▶ _WRITTEN TASK_: In every one of the records below, replace "wood-look flooring" with "laminate flooring" and leave everything else unchanged.

▶ _MATERIAL FOR THE TASK_:
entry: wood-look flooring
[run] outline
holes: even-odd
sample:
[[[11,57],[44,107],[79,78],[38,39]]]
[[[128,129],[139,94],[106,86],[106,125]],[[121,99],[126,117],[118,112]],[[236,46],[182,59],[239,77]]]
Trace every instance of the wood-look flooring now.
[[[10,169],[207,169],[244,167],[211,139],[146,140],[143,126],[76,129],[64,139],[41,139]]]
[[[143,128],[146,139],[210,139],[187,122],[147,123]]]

▶ _SOLUTION_:
entry: laminate flooring
[run] outline
holes: even-odd
sample:
[[[11,57],[44,107],[79,78],[38,39]]]
[[[128,129],[139,94],[106,86],[106,125]],[[121,99],[126,117],[118,112]],[[236,46],[182,59],[239,77]]]
Trace every instance of the laminate flooring now.
[[[10,169],[207,169],[244,167],[211,139],[146,140],[143,126],[76,129],[64,139],[41,139]]]
[[[143,128],[146,139],[210,139],[187,122],[147,123]]]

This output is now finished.